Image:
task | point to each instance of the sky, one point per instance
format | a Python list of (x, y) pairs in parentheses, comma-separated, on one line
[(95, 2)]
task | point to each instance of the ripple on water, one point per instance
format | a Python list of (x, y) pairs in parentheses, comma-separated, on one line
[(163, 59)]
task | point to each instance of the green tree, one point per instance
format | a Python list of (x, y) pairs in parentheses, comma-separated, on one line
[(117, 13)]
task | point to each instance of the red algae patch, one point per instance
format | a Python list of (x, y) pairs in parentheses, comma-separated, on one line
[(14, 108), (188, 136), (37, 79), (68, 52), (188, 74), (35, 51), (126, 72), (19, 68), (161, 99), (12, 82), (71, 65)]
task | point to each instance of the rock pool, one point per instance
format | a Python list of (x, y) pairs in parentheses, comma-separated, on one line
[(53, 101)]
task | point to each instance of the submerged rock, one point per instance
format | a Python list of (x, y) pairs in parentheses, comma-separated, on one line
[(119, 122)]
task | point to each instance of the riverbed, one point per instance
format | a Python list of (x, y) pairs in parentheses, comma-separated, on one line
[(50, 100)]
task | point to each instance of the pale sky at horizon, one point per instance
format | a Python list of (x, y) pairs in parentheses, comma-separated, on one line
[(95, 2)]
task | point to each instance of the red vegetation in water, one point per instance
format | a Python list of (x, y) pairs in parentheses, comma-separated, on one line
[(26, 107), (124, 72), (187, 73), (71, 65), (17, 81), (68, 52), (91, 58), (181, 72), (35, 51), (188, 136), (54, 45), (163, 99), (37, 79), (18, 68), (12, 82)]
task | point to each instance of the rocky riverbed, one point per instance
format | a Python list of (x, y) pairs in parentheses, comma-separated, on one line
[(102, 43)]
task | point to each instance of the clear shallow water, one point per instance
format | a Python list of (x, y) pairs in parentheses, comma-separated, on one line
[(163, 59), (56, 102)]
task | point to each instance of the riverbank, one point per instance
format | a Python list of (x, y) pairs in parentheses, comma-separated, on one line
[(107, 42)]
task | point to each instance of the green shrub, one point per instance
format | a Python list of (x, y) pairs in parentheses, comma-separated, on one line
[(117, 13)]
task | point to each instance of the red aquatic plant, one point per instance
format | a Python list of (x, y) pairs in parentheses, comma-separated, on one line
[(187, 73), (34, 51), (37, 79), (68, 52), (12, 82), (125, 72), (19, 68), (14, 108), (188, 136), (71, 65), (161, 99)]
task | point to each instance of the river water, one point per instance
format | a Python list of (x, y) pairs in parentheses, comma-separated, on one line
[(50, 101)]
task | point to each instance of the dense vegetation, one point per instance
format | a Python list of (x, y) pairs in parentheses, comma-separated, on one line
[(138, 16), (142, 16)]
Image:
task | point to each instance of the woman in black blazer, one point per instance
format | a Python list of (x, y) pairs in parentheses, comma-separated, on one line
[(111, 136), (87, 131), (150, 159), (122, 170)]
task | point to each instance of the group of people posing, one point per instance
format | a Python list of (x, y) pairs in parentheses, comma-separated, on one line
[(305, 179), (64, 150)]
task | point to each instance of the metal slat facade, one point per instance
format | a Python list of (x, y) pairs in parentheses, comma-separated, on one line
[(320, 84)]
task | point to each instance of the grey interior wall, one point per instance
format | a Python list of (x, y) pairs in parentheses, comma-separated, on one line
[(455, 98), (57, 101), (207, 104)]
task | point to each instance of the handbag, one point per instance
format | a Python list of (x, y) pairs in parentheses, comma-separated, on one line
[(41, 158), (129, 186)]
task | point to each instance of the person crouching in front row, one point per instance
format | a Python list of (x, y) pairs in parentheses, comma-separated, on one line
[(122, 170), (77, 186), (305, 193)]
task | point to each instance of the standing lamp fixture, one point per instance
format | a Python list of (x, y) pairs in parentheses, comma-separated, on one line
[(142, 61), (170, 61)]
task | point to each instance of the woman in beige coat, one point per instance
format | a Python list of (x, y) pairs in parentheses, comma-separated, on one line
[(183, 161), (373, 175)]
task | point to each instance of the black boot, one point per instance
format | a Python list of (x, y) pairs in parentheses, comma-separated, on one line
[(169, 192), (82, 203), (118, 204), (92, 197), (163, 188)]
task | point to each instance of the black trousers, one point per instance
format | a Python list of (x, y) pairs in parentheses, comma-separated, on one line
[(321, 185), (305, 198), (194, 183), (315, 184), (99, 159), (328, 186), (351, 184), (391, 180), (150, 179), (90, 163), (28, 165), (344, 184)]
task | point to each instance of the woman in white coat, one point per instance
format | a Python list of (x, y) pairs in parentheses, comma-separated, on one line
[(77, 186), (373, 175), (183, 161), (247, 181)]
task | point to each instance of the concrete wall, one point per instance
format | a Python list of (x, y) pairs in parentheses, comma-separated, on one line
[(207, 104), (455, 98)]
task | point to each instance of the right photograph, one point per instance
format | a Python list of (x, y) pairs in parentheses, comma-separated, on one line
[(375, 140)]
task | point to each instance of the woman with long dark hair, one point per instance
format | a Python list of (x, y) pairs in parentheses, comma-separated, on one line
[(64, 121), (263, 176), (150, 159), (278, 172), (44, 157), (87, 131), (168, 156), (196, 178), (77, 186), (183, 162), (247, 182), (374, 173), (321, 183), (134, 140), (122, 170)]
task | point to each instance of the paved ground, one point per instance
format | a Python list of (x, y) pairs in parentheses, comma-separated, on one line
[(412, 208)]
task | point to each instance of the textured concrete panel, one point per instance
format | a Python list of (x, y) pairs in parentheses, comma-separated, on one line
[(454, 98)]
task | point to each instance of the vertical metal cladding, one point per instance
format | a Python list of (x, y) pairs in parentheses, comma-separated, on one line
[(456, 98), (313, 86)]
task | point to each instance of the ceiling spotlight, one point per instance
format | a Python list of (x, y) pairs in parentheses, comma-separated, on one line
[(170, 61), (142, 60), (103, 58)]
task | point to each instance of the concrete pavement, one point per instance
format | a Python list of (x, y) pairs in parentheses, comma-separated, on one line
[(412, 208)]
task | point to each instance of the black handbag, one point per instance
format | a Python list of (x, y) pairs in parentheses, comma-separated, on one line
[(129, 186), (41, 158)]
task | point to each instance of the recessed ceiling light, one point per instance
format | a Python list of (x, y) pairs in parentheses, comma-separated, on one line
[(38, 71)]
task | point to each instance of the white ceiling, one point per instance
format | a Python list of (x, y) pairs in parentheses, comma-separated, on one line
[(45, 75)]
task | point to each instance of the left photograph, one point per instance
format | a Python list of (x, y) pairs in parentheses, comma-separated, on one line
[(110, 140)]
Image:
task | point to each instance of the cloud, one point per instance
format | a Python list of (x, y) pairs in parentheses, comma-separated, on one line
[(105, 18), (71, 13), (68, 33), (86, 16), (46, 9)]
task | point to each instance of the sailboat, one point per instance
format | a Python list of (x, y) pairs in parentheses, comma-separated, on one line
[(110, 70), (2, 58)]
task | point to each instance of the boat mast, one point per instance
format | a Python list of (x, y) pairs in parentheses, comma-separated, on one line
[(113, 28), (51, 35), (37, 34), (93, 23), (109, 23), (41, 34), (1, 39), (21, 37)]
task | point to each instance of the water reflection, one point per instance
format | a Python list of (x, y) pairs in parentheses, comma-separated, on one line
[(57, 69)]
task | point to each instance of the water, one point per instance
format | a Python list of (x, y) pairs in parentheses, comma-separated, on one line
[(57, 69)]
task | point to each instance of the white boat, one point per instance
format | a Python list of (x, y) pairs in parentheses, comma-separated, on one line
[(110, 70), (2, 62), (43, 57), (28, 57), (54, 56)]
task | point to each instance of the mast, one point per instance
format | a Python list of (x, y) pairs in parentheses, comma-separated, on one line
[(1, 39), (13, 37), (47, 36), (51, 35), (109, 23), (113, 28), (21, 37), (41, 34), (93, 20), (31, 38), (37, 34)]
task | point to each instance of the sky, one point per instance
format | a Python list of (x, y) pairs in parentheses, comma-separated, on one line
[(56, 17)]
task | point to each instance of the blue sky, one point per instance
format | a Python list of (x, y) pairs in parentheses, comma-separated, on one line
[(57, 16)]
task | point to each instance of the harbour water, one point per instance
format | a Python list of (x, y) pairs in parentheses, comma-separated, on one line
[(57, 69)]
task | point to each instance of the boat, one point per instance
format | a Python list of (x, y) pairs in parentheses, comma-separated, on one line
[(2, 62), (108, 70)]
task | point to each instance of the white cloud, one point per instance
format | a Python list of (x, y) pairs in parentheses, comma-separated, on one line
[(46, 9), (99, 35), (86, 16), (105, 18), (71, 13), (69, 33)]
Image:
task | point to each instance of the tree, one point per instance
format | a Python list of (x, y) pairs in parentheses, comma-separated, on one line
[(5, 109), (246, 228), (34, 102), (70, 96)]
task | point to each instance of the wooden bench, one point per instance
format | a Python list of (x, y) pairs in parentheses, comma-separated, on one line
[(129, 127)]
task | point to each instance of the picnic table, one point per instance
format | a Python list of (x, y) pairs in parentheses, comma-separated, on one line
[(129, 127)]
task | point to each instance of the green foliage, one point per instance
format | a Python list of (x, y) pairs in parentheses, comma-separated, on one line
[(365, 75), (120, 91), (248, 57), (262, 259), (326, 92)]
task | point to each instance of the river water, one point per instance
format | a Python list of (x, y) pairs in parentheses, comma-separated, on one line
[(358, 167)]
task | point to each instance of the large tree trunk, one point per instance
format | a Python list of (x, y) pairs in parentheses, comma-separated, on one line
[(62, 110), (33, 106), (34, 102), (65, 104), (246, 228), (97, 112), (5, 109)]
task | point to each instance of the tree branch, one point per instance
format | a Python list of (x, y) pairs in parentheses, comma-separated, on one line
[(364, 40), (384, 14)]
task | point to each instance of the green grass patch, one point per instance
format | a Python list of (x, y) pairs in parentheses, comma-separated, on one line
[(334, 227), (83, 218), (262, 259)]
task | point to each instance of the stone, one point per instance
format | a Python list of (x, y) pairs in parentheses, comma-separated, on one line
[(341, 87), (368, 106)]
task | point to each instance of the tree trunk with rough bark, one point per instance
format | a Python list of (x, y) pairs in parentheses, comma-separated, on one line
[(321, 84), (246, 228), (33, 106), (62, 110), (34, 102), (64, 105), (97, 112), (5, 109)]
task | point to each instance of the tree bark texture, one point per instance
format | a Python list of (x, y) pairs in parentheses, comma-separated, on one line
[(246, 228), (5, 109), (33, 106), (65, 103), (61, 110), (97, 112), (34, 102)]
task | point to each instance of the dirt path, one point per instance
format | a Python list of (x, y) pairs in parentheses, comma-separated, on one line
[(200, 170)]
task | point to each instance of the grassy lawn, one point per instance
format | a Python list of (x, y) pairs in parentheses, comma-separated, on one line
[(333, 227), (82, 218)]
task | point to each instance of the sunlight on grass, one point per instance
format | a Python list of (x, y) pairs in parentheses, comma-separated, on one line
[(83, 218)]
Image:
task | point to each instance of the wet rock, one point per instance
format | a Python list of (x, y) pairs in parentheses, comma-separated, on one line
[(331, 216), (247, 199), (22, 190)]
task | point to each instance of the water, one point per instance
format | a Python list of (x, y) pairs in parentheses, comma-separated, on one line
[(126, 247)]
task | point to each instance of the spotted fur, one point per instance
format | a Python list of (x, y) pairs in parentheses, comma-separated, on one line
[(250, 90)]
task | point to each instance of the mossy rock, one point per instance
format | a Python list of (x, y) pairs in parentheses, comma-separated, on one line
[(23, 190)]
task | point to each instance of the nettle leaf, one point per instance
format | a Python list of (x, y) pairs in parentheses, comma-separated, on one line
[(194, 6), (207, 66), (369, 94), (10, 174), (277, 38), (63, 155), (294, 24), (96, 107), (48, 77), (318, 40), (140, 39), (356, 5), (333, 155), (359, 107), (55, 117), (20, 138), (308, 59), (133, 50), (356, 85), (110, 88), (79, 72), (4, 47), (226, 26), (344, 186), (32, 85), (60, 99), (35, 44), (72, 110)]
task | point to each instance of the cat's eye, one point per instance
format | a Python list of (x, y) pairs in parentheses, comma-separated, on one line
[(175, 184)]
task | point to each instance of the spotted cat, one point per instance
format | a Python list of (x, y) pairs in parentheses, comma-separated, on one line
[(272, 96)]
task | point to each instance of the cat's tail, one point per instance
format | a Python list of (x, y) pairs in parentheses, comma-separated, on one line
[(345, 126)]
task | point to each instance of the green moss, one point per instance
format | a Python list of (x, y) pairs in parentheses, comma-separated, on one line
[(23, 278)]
-*-
> **Tujuan Latihan**: Tolong salin persis baris-baris materi mulai dari baris yang memuat "task | point to each instance of the paved" sampai baris yang memuat "[(454, 98)]", termasuk kedua baris tersebut.

> **Jawaban Benar**:
task | point to each instance of the paved ground, one point per instance
format | a Python list of (x, y) pairs in parentheses, comma-separated, on one line
[(412, 208)]
task | point to each instance of the textured concrete panel, one point per instance
format | a Python list of (x, y) pairs in parentheses, comma-separated, on one line
[(454, 98)]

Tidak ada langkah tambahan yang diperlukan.